Poi a Brescia vicino a Ponte Crotte quello che passa sopra il fiume Mella, alla fermata dell'autobus ho visto una tipa con le calze degli Stati Uniti cioè che aveva una gamba a strisce bianche e rosse e l'altra blu con le stelle bianche e mi sono detto d'accordo le calze colorate, ma qui stiamo esagerando. Però mi sono sempre piaciute le donne con le calze colorate, rosse in particolare, mi pare di averlo già detto. Comunque se fossi stato in un fumetto di Paco Roca avrei abbassato il finestrino e avrei detto alla fermata Hey ragazzina americana d'accordo le calze colorate, ma non esageriamo. La vita che potrebbe essere in fondo è quella che l'immaginazione non ha il coraggio di mettere in pratica. Paco Roca invece ha messo in pratica la sua di vita, gli è andata bene e se lo merita perché e' bravo, non che io sia un'autorità in merito di graphic novel ma insomma o forse proprio perché non sono un grande esperto, "Memorie di un uomo in pigiama" l'ho trovato meraviglioso, ho riso tante volte da solo, una volta anche mentre ero al bagno, e anche al lavoro in libreria ad un certo punto ho chiamato Marta e Pamela saranno state le 9.10 e ho detto loro guardate qua all'inizio quando il bambino scopre che alla fine della scuola dell'obbligo non c'è la possibilità di stare per sempre e finalmente a casa in pigiama come lui credeva ma ci sono le superiori e poi l'università ecco, glielo dice la madre e il bambino quel giorno perde tutta la sua innocenza infantile, roteando su sfondo bicolore a spirale come James Stewart in Vertigo di Hitchcock, mi pare, ma col pigiama di "Moscu 80".

Katherine Mansfield, non lo so ma io credo mi sarebbe piaciuta, ho pensato in automobile e non solo per via delle calze colorate. Una volta Virginia Woolf che ne invidiava la bravura e si vergognava di provare tale sentimento, pur adorandola, le confessò in una lettera il desiderio di essere lei, ottenendo come risposta da Katherine che lei invece vista la situazione tubercolosica avrebbe desiderato essere un coccodrillo, unico animale a non tossire.
○ ○ ○
> Da fare:
**A.** Secondo il brano dato, quale animale avrebbe desiderato essere Katherine Mansfield?
**B.** Elenca tutte le persone chiamate per nome nel brano dato.
**C.** Scrivi il seguito del brano dato, a partire dalla frase successiva all'ultima riportata.
○ ○ ○
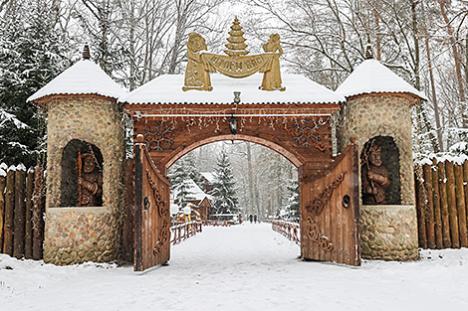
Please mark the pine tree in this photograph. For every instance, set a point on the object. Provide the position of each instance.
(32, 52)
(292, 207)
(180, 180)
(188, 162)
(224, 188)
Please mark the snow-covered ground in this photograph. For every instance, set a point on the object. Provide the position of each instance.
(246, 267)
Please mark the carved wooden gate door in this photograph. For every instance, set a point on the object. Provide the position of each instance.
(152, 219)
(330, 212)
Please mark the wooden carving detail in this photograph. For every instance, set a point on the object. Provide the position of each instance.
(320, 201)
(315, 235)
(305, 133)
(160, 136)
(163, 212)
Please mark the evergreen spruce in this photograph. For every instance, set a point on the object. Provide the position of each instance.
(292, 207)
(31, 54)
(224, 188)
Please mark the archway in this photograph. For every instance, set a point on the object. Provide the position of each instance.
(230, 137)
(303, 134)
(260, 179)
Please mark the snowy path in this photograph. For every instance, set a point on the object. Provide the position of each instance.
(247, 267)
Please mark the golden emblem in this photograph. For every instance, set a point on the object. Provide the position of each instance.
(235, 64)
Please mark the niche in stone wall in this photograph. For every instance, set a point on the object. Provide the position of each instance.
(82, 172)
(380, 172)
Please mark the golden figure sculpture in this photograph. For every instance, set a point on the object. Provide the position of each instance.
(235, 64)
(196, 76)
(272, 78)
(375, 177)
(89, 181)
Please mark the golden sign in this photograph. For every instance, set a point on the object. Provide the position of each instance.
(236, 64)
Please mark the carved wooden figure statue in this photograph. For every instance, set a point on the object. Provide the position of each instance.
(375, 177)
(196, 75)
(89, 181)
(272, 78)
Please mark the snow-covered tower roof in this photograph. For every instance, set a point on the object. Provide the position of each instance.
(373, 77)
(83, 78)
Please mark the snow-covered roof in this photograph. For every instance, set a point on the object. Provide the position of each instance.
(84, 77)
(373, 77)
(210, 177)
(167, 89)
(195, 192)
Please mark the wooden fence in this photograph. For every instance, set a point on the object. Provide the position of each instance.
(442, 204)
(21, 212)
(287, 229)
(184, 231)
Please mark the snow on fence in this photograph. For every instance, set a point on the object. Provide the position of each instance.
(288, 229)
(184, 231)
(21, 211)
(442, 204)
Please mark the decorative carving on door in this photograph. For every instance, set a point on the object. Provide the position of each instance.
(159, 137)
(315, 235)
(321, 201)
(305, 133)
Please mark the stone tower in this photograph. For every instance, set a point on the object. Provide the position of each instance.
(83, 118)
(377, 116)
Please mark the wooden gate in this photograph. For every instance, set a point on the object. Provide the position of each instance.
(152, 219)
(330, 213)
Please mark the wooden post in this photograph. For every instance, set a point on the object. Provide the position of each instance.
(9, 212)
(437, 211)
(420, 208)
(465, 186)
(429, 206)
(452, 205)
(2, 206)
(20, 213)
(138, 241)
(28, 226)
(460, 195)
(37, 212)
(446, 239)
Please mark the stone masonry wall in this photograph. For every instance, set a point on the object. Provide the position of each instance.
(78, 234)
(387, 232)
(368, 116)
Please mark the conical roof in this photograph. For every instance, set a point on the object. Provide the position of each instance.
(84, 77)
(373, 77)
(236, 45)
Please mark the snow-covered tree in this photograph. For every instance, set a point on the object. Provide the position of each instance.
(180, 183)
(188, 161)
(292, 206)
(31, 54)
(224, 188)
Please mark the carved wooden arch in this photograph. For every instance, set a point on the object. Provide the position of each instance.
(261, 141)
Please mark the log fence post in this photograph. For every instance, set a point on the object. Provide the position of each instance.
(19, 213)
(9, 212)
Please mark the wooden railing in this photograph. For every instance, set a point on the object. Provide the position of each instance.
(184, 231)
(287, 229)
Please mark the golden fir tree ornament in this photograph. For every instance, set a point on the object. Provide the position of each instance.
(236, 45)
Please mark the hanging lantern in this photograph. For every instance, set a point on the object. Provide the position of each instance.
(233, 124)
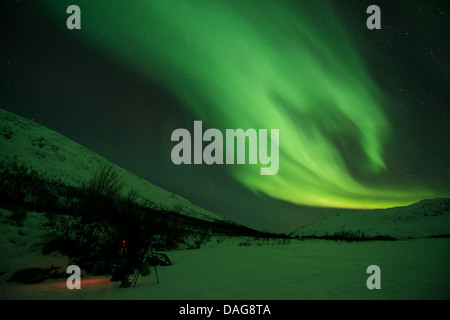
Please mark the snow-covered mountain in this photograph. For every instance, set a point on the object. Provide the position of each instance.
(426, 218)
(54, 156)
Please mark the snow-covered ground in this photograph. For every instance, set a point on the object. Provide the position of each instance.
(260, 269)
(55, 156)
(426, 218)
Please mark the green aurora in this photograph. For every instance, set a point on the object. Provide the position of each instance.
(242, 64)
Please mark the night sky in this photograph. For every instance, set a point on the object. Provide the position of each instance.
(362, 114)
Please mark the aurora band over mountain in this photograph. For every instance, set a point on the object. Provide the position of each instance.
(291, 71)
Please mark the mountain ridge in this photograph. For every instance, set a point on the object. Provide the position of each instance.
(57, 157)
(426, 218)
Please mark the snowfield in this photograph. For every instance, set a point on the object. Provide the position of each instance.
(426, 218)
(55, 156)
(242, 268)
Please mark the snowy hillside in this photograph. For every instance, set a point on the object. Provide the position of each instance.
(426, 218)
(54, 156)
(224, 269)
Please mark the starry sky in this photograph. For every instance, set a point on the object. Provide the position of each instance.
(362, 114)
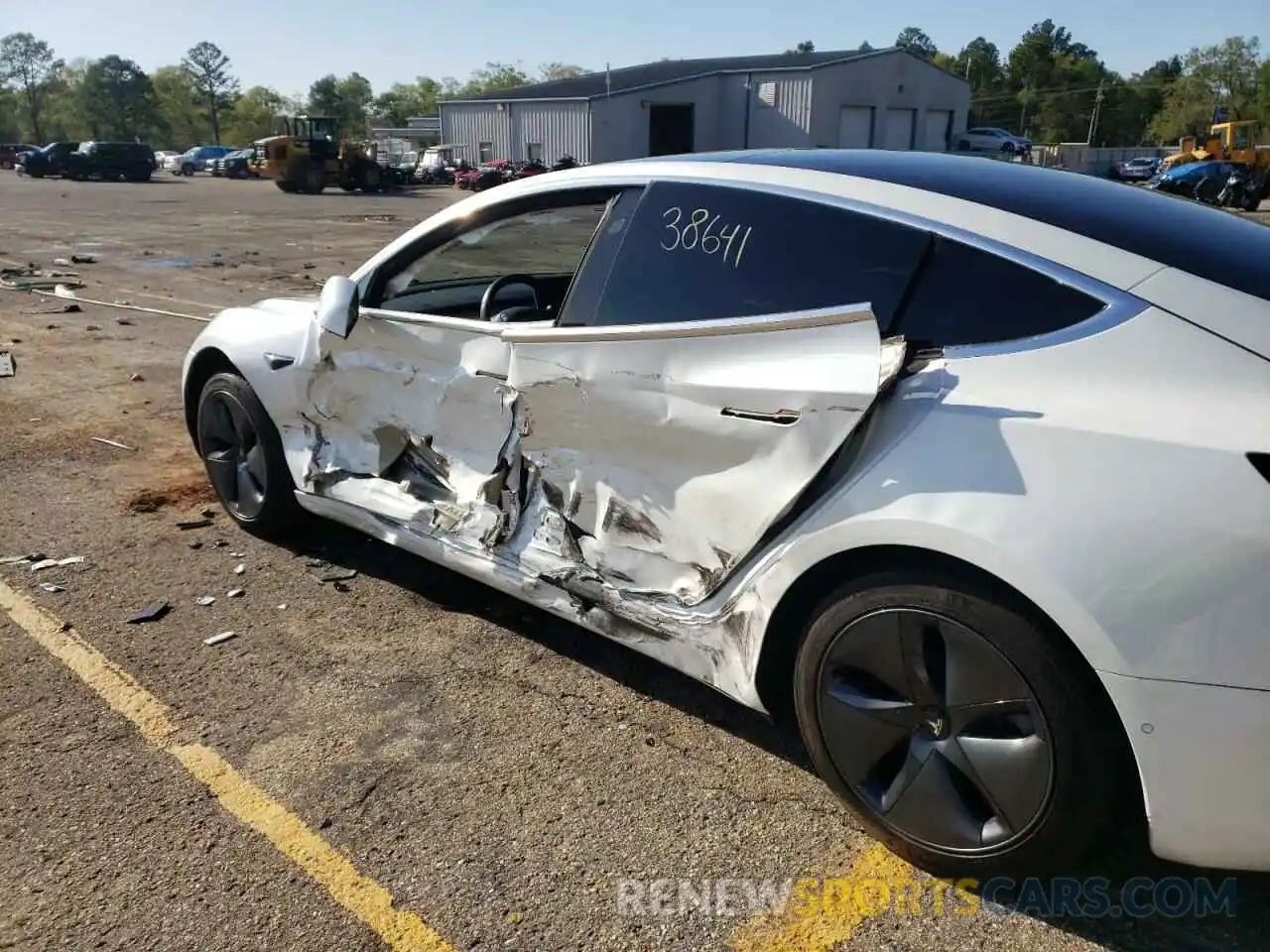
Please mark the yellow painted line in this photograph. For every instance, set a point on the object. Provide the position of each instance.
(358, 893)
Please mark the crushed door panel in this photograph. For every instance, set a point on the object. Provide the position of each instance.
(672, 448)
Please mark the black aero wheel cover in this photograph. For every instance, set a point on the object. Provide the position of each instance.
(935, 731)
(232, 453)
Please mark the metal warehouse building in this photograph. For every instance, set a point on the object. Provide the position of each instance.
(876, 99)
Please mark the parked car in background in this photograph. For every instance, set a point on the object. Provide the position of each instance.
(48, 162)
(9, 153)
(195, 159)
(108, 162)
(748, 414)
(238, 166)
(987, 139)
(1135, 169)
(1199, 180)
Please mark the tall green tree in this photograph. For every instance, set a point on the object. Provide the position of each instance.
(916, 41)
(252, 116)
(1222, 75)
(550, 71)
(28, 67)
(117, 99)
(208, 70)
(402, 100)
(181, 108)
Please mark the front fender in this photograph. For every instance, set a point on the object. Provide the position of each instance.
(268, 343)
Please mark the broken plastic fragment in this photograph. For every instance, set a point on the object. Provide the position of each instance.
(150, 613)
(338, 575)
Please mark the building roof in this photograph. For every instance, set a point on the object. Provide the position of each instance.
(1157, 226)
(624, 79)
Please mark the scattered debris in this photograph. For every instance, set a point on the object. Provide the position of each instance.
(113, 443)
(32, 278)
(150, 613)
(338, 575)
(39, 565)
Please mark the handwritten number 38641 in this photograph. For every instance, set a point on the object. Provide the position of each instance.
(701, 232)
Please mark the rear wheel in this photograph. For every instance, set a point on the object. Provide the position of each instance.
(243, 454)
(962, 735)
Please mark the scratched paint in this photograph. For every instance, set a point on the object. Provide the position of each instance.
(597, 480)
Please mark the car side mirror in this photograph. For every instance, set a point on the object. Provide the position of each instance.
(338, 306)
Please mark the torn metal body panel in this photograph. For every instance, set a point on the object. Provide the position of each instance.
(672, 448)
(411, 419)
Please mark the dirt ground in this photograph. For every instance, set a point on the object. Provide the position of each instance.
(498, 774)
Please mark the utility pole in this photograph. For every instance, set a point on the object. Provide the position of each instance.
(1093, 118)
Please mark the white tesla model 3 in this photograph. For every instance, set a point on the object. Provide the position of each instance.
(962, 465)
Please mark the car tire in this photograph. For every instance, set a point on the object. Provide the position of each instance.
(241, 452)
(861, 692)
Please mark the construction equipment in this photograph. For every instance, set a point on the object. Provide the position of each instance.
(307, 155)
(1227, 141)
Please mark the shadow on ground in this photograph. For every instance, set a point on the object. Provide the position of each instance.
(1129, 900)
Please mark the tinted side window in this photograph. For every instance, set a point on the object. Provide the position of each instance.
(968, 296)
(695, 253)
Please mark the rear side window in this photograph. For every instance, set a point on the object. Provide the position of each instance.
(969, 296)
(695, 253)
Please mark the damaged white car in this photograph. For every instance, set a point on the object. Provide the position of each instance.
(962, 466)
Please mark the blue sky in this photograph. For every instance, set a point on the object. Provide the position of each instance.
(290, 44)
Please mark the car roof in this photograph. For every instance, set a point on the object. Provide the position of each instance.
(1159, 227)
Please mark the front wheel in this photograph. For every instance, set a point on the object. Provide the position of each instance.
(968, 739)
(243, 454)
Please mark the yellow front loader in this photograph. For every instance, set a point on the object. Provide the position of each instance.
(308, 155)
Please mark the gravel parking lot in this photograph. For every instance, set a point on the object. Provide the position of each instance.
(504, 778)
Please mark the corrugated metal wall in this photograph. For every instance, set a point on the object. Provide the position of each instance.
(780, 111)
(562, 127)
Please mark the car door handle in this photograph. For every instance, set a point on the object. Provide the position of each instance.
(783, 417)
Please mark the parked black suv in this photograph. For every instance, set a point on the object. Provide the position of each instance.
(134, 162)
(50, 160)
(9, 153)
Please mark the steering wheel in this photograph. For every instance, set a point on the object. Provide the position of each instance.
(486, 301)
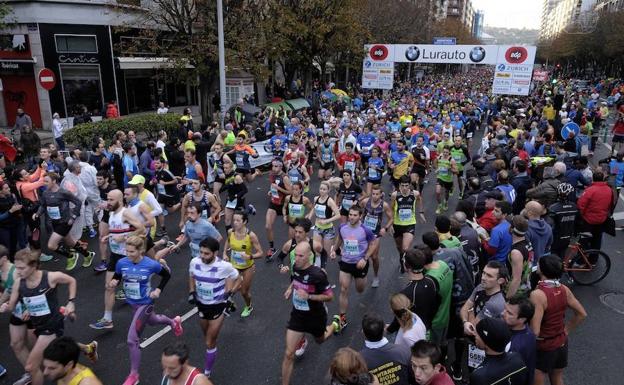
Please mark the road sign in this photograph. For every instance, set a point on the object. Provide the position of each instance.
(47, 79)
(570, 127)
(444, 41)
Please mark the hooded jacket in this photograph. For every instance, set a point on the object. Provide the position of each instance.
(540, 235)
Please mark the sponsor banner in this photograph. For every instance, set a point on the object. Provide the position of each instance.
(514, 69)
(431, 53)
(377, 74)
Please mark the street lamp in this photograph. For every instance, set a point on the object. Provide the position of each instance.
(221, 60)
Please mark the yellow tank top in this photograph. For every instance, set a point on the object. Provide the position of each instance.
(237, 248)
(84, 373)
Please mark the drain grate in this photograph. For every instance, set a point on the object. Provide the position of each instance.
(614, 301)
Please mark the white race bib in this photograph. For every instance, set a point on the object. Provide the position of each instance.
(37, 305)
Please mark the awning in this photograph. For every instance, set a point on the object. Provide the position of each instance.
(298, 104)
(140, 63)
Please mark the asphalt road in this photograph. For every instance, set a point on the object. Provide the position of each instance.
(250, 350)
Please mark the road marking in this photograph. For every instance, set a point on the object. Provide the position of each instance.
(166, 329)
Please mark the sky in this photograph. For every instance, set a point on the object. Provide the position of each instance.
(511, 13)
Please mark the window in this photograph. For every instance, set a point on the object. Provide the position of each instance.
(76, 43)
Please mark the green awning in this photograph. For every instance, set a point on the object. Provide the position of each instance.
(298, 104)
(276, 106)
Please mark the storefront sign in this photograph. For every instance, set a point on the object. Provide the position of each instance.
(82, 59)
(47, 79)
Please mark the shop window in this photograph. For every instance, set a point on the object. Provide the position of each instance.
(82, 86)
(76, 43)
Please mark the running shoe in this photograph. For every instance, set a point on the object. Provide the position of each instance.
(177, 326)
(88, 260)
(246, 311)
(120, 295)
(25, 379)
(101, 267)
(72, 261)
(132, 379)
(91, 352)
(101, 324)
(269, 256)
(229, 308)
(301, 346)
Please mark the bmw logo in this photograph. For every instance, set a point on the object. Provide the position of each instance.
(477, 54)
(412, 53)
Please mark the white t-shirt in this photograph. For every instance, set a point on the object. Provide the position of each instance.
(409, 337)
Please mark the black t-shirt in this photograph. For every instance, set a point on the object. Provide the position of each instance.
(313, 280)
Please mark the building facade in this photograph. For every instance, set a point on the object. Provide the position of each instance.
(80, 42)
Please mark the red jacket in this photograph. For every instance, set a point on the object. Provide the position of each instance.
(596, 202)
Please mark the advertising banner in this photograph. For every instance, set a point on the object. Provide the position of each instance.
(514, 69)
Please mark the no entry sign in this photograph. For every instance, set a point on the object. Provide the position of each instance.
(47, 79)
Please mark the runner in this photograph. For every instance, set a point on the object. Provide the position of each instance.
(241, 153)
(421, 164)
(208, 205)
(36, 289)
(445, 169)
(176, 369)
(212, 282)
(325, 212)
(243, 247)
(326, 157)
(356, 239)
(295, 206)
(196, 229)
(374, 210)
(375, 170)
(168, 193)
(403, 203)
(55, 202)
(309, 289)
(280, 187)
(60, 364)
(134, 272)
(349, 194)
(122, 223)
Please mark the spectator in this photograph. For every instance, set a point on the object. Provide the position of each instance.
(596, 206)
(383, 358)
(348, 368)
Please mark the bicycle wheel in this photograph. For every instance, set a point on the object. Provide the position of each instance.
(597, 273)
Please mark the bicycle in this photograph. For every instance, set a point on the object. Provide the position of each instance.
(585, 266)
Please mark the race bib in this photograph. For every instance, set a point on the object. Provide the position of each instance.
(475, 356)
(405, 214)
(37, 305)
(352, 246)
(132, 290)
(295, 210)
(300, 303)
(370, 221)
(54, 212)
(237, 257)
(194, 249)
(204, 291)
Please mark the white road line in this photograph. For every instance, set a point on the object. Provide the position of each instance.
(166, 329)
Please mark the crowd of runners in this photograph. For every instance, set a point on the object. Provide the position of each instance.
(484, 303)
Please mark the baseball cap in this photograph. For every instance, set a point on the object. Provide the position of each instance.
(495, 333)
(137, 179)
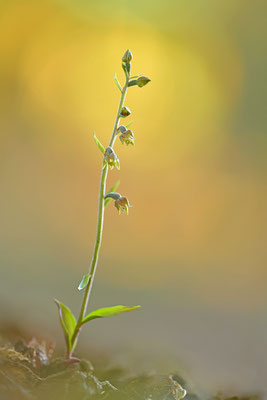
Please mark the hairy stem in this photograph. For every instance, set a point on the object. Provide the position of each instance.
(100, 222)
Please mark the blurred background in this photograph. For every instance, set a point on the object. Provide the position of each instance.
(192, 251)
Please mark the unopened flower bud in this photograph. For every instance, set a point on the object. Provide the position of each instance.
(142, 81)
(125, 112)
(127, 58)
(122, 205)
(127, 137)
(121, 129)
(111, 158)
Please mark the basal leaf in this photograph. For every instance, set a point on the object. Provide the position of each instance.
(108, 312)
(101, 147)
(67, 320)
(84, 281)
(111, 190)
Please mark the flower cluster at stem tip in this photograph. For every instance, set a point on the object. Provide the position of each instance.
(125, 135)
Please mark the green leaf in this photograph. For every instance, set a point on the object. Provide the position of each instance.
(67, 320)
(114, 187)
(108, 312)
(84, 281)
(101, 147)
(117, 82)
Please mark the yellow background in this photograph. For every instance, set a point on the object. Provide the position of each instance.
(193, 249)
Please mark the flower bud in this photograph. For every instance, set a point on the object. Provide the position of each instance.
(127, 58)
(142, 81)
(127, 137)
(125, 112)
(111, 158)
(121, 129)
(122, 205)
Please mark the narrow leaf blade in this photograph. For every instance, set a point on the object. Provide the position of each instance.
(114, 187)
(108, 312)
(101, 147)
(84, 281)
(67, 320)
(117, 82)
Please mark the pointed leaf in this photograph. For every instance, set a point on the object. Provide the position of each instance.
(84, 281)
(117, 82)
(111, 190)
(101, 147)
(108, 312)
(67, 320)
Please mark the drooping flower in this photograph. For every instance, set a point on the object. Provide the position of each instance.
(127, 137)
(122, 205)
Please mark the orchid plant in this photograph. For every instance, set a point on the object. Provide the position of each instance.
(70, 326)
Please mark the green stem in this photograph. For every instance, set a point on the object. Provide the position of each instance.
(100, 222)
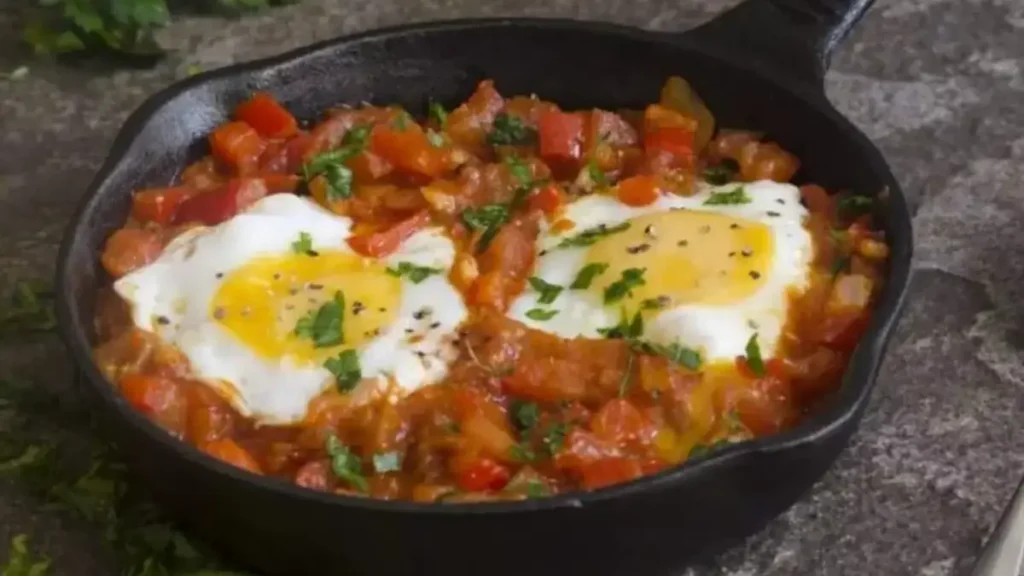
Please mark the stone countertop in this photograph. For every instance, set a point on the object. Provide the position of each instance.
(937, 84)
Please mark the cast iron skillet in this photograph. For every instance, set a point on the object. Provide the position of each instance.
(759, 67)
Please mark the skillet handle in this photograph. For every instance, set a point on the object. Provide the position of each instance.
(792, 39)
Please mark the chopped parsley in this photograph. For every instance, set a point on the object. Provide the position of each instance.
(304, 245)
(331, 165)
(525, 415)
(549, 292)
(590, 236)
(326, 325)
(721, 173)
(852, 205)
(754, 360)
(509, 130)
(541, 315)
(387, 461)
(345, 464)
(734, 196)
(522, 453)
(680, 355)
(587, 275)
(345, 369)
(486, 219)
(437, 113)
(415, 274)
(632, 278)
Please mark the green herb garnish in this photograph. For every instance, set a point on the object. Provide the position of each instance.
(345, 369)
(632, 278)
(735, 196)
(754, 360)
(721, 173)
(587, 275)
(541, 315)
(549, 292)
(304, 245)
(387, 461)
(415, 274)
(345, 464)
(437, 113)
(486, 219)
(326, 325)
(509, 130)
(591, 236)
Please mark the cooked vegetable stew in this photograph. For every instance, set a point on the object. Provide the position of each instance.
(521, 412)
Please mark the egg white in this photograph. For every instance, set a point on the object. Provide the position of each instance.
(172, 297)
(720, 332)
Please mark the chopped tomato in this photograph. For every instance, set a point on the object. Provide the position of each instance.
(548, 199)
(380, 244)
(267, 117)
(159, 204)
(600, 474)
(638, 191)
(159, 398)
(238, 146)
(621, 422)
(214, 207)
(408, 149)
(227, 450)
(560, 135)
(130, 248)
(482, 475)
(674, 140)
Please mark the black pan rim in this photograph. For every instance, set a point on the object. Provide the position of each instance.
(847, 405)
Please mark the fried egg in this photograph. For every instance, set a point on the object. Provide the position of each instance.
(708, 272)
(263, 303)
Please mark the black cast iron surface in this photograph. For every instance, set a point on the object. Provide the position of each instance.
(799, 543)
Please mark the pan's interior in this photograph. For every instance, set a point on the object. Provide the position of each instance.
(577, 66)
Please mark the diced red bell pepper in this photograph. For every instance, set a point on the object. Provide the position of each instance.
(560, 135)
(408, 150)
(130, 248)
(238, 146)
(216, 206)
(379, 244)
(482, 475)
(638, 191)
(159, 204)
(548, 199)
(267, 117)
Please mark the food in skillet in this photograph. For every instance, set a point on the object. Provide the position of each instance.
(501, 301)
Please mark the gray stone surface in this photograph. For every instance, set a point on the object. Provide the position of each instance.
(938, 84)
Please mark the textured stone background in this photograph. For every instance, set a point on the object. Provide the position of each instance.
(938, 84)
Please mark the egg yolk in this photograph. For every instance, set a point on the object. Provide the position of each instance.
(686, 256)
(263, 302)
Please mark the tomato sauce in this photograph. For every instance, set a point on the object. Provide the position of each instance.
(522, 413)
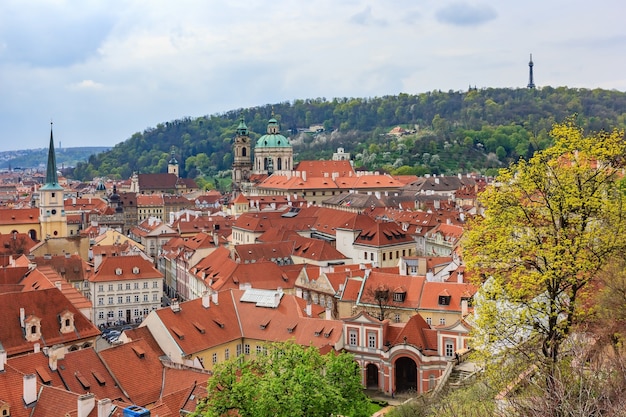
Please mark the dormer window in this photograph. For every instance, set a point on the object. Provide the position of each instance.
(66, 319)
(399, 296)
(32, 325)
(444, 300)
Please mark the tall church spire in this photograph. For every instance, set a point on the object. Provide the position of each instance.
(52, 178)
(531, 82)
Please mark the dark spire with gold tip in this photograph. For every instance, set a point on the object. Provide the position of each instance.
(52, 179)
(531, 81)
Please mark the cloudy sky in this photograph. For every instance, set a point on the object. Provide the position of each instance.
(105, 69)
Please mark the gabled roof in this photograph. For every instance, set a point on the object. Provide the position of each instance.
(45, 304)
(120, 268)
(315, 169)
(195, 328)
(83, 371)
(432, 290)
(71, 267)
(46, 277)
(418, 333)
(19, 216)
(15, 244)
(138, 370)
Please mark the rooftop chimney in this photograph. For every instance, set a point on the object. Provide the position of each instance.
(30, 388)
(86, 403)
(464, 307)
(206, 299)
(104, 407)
○ ○ ○
> Soluzioni esercizi:
**A.** Un coccodrillo, l'unico animale a non tossire.

**B.** Paco Roca, Marta, Pamela, James Stewart, Hitchcock, Katherine Mansfield, Virginia Woolf

**C.**
Così hanno detto alla radio, poi ho spento sono sceso dall'automobile in Franciacorta e tutto quello che avevo immaginato presumo sia tornato in autostrada, lasciandomi in balia della mia vita vera e di una domenica con i capelli corti, la prima da almeno sei mesi.

domenica 4 novembre 2012

Finalmente domenica! (11)


Ordunque, martedì scorso mio padre avrebbe compiuto settant’anni. L’avevo pensato più volte nei giorni precedenti poi martedì mi sono svegliato e mentre facevo la strada a piedi per andare al lavoro mi è arrivato un messaggio di mia mamma che diceva oggi Guerrino avrebbe compiuto settant’anni, e chissà come sarebbe stato. Già, ma non c’era tristezza in quel chissà come sarebbe stato piuttosto altro una specie di non religiosa rassegnazione e allora sono passato davanti al mercato comunale il fiorista aveva sostituito il poster di Quagliarella con quello di Del Piero, giuro, la fruttivendola gigante e riccia di stampo medievale faceva vibrare il marciapiede con il suo peso mentre il figlio metteva a posto la frutta con la sigaretta in bocca e il fumo gli andava negli occhi rossi. Io, vado da un altro fruttivendolo. 
Comunque nessuna paura, non ho nessuna intenzione di scrivere un altro romanzo su mio padre che poi gli esperti dicono Savio basta, Dio santo Savio basta romanzi su tuo padre. E io ma certo ci mancherebbe, per sorprendere bisogna diversificare e allora io scrivo di mia madre che era diversa da quella dello scrittore ungherese Péter Esterhazy che lo accompagnava agli allenamenti da bambino sperando che diventasse un calciatore e che gli diceva si può giocare male, ma non da stupidi. Puoi giocare male, ma con il cervello!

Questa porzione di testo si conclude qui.